### Objective:
Reproduce the lines from the beginning through the line containing "[0,42,248,164]", including that line, and omit the pictures from your copy.
Begin Supplied records
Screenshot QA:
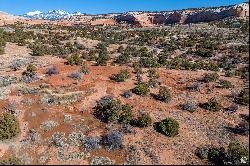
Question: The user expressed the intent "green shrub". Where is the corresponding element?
[66,55,82,66]
[0,46,4,55]
[32,43,47,56]
[86,50,97,61]
[139,57,159,68]
[119,104,133,124]
[0,37,6,47]
[204,73,220,82]
[155,118,179,137]
[227,142,249,165]
[95,96,133,124]
[208,147,226,165]
[0,113,21,140]
[110,70,130,82]
[148,69,160,79]
[195,142,249,165]
[220,80,234,89]
[26,64,37,73]
[133,83,150,96]
[157,86,172,102]
[137,113,152,127]
[96,52,110,66]
[158,54,168,66]
[115,53,130,64]
[201,98,223,112]
[0,157,23,165]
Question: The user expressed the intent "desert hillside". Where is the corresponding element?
[0,1,249,165]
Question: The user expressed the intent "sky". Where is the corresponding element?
[0,0,248,15]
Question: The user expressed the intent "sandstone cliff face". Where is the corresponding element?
[115,3,249,26]
[0,3,249,27]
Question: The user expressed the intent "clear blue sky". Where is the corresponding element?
[0,0,248,15]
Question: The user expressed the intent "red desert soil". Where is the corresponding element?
[0,42,248,164]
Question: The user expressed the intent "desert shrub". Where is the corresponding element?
[96,52,110,66]
[136,72,144,84]
[227,142,249,165]
[158,54,168,66]
[31,43,47,56]
[80,62,90,74]
[119,104,133,124]
[133,83,150,96]
[115,52,130,64]
[117,46,124,53]
[195,48,213,58]
[148,69,160,79]
[208,147,226,165]
[104,131,124,150]
[0,46,4,55]
[21,64,38,83]
[26,64,36,73]
[66,55,82,66]
[236,88,249,105]
[155,118,179,137]
[195,142,249,165]
[68,72,82,80]
[226,122,249,136]
[137,113,152,127]
[156,86,172,102]
[122,90,133,98]
[84,137,101,150]
[225,103,239,112]
[182,101,198,112]
[0,36,6,47]
[0,157,23,165]
[195,146,210,159]
[201,98,223,112]
[139,57,159,68]
[95,96,133,123]
[86,50,97,61]
[203,73,220,82]
[220,80,234,89]
[46,67,60,76]
[188,82,200,92]
[0,113,21,140]
[110,70,130,82]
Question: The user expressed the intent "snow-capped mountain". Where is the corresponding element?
[22,10,81,20]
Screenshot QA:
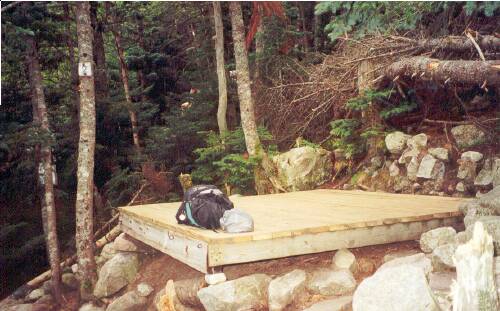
End Supplied records
### Expected output:
Screenshot QA:
Question: The user expressed the intent "green shrub". Where is the corresponding element?
[66,55,82,66]
[0,46,4,55]
[32,43,47,56]
[86,50,97,61]
[139,57,159,68]
[119,104,133,124]
[0,37,6,47]
[204,73,220,82]
[155,118,179,137]
[227,142,249,165]
[95,96,133,124]
[208,147,226,165]
[0,113,21,140]
[110,70,130,82]
[148,69,160,79]
[195,142,249,165]
[220,80,234,89]
[26,64,37,73]
[133,83,150,96]
[157,86,172,102]
[137,113,152,127]
[96,52,110,66]
[158,54,168,66]
[115,53,130,64]
[201,98,223,112]
[0,157,23,165]
Question: The user expressed the intent "desert hillside". Where is the corresponding element?
[0,1,249,165]
Question: The user expressed the intent "sky". Where is the corresponding element?
[0,0,248,15]
Question: The user expressed the intent "sandstone cliff face". Where is the corresponding element?
[115,3,249,26]
[0,3,249,27]
Question: The user expressed the intent "clear blue sky". Where is the corresponding element?
[0,0,248,15]
Question: The user expressed the intent "red desert soil". Where is the corresponding element?
[0,42,248,164]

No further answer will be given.